## WHAT IS BEING ASKED
In the records below, locate the line containing "For the benchmark, mark every instance of the monkey family", then extract it and all following lines exactly, ending with the last line.

···

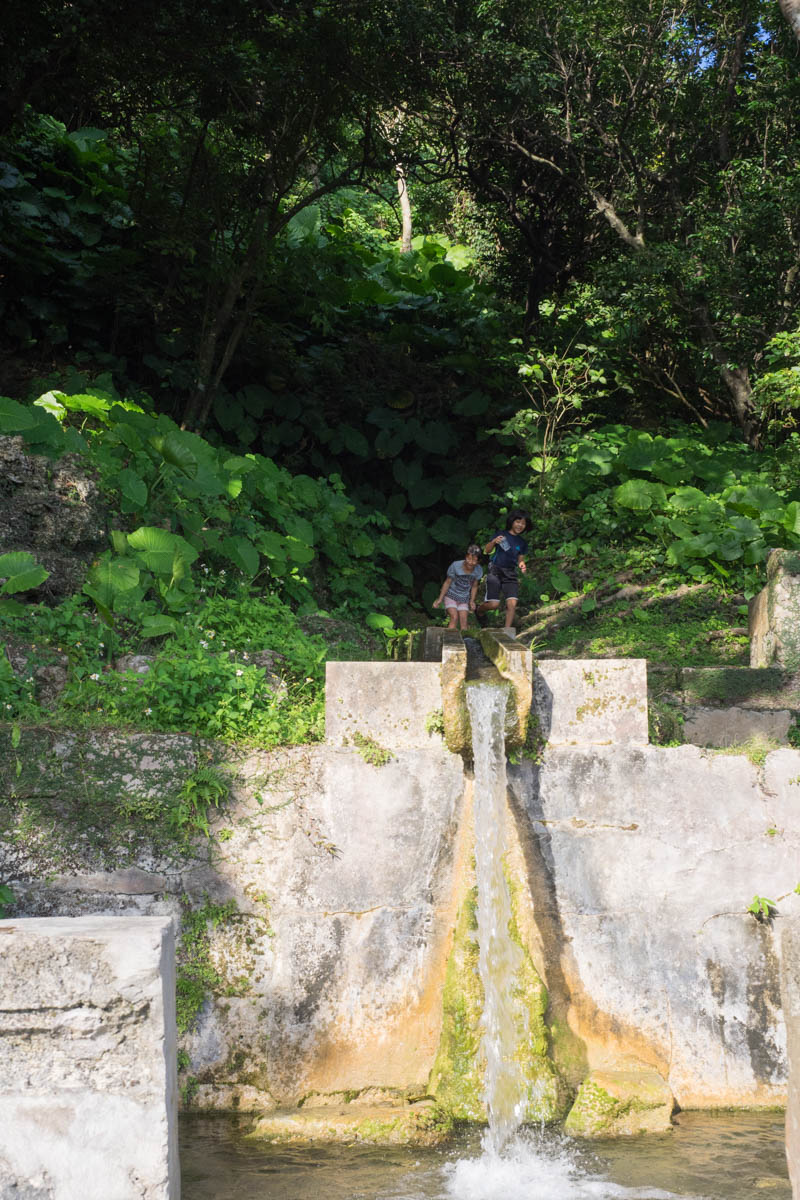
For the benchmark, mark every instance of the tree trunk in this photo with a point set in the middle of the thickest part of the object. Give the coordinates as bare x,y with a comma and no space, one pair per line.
405,209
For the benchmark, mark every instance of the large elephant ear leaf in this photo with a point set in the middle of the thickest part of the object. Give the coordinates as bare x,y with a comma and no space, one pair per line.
639,495
157,549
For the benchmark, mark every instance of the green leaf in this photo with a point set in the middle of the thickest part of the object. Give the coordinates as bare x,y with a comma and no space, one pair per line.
20,571
158,625
450,529
133,487
244,553
402,573
378,621
16,418
157,549
639,495
299,552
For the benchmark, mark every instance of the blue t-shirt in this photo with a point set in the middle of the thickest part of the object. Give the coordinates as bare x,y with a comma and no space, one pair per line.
507,559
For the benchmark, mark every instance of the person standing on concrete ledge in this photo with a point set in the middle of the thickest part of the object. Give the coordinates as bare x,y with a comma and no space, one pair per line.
459,588
509,547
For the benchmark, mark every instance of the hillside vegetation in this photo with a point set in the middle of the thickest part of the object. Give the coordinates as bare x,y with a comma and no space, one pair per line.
314,297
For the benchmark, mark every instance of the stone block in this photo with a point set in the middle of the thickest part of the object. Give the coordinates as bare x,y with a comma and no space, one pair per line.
791,1003
618,1103
386,702
734,726
648,858
88,1097
774,618
516,665
453,699
591,701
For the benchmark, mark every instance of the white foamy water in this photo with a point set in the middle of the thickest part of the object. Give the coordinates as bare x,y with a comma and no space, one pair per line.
499,957
527,1170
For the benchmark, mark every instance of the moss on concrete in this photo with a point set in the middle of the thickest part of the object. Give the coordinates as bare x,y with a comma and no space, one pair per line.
612,1103
547,1095
453,696
513,663
457,1074
88,801
732,685
416,1125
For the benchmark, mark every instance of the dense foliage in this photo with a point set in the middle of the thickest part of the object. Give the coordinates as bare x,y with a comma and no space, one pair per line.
292,409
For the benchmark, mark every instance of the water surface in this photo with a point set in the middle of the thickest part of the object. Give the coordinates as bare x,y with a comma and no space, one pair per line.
705,1157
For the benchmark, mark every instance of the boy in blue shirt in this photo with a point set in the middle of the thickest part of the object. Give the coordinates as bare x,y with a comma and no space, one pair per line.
509,549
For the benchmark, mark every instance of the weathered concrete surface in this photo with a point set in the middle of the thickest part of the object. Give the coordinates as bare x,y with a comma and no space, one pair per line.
331,965
515,664
642,864
88,1093
774,617
619,1103
453,697
388,702
591,701
791,1000
420,1123
733,726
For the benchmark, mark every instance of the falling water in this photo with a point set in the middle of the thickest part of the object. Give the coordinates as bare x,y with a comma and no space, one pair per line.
499,957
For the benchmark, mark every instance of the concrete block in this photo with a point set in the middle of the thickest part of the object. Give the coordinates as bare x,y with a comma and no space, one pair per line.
515,663
591,701
791,1003
734,726
88,1095
774,617
388,702
619,1103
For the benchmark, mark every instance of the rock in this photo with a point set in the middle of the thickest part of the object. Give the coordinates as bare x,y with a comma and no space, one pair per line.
52,510
414,1125
515,664
618,1103
774,617
88,1039
137,664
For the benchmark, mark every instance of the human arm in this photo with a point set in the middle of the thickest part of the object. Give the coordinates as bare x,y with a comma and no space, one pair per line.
443,593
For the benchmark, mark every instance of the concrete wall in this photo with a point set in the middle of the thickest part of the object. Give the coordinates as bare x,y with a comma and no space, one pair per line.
791,999
346,879
642,863
88,1091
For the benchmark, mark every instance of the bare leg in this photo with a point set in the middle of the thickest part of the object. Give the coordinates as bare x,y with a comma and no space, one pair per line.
511,607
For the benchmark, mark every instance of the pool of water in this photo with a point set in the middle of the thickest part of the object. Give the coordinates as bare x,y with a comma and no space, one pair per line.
705,1157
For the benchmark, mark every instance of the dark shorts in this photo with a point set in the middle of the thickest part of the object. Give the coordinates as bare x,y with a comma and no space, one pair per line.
500,581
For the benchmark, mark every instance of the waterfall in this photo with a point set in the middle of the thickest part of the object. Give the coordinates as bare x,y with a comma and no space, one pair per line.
500,958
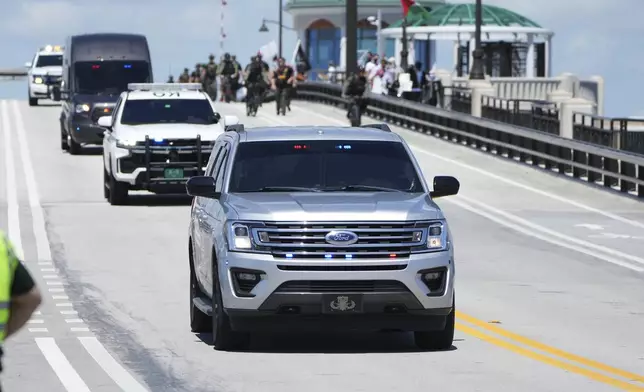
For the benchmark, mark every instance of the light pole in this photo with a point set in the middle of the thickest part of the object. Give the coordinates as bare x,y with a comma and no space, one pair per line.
478,72
377,21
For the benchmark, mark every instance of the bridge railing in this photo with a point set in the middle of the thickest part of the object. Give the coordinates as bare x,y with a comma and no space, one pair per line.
600,165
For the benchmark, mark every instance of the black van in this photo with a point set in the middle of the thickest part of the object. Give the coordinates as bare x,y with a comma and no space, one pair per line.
96,70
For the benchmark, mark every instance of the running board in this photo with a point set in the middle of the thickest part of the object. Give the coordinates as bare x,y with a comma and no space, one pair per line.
203,305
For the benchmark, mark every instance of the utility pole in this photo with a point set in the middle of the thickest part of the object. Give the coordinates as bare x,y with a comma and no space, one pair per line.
351,43
477,72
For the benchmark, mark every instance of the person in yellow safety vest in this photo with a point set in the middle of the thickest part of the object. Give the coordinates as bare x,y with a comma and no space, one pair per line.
19,295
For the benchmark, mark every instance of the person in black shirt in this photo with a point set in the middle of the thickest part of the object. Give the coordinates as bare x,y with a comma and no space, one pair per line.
282,82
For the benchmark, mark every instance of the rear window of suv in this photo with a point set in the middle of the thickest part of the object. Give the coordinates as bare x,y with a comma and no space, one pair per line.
323,166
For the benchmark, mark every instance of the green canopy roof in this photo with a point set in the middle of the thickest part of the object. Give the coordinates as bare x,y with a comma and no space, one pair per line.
464,14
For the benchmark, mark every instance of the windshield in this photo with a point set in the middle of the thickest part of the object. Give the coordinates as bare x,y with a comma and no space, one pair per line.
109,76
49,60
168,111
323,166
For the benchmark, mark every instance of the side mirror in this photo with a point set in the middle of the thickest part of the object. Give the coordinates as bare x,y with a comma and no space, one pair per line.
445,186
231,120
105,122
203,186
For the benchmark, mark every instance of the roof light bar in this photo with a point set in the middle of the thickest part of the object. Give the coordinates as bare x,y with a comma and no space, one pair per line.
164,87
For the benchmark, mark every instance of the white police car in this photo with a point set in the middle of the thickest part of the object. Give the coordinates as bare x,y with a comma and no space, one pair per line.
45,74
158,136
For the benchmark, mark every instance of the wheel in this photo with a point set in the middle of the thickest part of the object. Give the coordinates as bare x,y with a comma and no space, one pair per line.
118,191
223,336
437,340
63,140
73,147
199,321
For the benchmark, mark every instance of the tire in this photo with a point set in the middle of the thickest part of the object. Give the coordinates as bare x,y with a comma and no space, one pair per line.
199,321
223,336
63,140
118,192
73,147
437,340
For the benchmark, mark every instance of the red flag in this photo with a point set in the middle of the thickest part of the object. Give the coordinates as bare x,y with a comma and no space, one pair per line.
407,5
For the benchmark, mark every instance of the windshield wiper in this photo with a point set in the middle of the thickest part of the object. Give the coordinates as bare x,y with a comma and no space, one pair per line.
360,188
287,189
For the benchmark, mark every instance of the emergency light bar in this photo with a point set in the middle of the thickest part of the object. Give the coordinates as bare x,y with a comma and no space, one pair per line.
164,87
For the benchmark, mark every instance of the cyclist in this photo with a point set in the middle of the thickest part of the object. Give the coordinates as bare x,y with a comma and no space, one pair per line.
281,83
19,296
355,89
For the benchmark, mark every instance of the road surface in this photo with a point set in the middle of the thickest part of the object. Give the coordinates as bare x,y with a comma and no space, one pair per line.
550,283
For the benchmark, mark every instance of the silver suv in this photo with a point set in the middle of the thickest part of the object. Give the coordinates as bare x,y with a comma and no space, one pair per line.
319,229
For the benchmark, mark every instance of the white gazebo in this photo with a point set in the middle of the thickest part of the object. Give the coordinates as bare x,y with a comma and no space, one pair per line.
455,22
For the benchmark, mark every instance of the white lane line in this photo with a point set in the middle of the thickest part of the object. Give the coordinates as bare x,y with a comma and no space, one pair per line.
70,379
542,237
113,369
38,218
550,195
13,208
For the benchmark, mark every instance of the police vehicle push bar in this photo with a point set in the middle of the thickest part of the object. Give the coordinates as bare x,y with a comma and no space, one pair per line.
164,87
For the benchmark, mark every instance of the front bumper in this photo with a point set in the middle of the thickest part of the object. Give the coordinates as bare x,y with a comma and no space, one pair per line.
389,293
161,167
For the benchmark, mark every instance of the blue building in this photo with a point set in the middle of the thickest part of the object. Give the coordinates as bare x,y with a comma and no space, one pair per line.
320,25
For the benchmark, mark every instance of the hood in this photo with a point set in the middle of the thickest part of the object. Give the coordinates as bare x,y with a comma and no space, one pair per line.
52,71
96,98
341,206
169,131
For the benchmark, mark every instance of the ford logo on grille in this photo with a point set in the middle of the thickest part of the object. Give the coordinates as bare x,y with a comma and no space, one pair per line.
341,237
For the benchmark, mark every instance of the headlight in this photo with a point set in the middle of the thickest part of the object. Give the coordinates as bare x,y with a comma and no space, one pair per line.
240,237
434,238
124,143
82,108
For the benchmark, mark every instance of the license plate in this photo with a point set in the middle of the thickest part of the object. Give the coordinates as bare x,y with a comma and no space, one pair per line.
173,173
342,303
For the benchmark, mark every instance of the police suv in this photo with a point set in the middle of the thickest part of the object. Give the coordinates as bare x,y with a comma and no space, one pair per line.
157,136
319,228
45,74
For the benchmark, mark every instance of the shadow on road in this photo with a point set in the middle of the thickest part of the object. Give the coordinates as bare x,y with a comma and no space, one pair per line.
331,343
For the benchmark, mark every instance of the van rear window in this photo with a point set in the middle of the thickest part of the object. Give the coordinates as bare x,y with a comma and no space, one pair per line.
109,76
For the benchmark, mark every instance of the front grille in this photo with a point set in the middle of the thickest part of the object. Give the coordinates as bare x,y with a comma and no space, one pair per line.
342,286
375,239
99,112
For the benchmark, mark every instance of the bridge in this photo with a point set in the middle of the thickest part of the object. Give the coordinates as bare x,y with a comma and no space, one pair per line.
549,230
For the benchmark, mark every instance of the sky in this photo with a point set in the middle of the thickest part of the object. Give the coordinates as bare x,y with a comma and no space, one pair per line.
596,37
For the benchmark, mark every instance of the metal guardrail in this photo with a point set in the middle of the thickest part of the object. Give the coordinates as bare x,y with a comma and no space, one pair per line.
599,165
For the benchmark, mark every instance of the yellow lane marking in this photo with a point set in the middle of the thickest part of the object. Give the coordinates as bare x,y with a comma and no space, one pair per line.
548,360
548,349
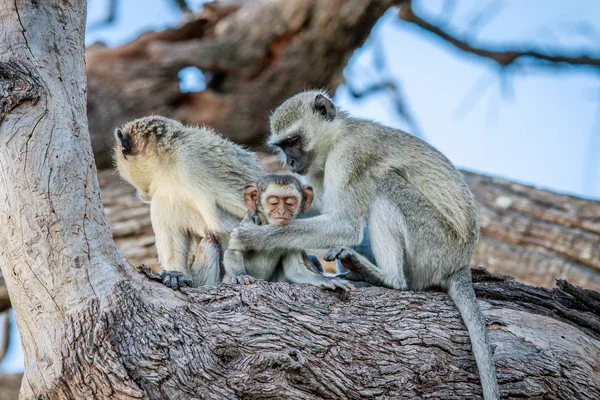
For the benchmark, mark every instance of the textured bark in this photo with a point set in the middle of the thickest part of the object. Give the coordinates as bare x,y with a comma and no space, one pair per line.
9,386
253,57
273,341
536,235
91,327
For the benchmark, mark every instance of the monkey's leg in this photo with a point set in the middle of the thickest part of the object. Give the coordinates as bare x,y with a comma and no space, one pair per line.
314,264
206,263
235,270
173,249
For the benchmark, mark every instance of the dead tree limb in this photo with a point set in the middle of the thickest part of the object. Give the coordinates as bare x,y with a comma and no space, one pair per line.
253,58
503,57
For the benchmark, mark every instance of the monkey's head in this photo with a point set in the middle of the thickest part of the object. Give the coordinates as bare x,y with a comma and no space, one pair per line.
140,147
302,128
279,197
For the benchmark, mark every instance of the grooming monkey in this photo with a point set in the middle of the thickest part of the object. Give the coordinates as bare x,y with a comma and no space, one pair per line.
192,177
421,216
277,200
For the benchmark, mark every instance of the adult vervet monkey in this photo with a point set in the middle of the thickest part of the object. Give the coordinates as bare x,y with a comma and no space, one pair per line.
192,177
421,216
277,200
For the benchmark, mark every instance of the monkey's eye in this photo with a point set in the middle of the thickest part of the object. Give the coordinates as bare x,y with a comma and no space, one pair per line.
294,141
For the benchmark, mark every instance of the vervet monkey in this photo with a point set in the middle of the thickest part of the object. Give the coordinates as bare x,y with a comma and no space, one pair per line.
277,200
192,177
421,216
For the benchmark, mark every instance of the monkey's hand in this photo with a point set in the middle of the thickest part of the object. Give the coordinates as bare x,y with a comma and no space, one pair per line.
239,238
349,260
243,279
252,217
174,279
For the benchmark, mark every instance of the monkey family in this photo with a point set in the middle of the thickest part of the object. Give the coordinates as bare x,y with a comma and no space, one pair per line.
420,215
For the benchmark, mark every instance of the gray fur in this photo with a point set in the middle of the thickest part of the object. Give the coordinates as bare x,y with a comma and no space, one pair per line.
421,216
276,265
193,178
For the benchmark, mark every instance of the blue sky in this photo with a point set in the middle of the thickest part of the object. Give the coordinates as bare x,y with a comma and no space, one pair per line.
545,132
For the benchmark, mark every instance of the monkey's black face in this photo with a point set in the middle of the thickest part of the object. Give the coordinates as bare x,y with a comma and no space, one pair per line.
126,143
298,159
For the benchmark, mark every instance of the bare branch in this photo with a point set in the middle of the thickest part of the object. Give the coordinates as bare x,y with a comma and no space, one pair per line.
504,57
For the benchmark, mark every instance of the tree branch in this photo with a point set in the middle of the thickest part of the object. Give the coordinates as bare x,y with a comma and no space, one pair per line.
504,57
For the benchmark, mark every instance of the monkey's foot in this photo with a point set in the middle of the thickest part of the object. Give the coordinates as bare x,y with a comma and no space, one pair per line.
243,279
343,284
174,279
149,273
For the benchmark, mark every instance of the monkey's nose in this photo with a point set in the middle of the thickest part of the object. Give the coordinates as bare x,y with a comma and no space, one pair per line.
125,143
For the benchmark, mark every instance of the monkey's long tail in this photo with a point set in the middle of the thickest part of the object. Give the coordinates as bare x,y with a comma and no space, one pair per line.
461,291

···

## RESPONSE
For the benchmark, mark every instance of the monkey family in this photo with a point set in the middle of the thickest part of the object. Give the coordinates as bare x,y with a comma and no space, one pair per line.
420,215
For the benchmark, mark every instance of the gray fur in this photo with a point set in the middle of the thickest part of the object. Give the coordinates as bare x,y with a comma and no space, one pair per line.
421,216
276,265
193,178
For the benchmark, mark every instance of the blue sky in this photo with a point set in the middle of the thickest part of the object. Give the coordinates as bare x,y with a comma and no space, one pair per line.
545,132
For the benchmark, mark every instance of the monkey's black face in this photo with a point set in the middle of the thickest part of the object. Give the coordinates as bare x,y with a comma and no space, one pair per line.
126,143
298,159
For the benchmark, mark every instance of the bare branch in this photo with a point set in the middle of the thickest part of the object. Give the coordinates as bare x,y with a comma and no space, one pair per line.
504,57
For the benchmark, mark every instance of the tree branch in this photo with a point set in the middle of the thickest part of the object. Give the coordinates as bare x,y with a comma and no space, one pair per line.
504,57
For the benchmark, mark every instance of the monkey's foot in this photo with a point set in the middle of the thickest part of the object. Give the coordinates as bare x,y with a comma and no space, one pair per line.
243,279
343,284
174,279
149,273
For the benchmark, mark every instance of the monkey's nose in this photo with a point set in the middle of the thickest part of the object. Give the coordinates as bare x,y with a comma and no space, one pair per line.
125,143
For the benchmark, mark every instance of the monkey's long tail in this photo with a point set in the middle of the thickest part of the object. Give the coordinates as bare x,y with a comma and no space, one pair per line.
461,291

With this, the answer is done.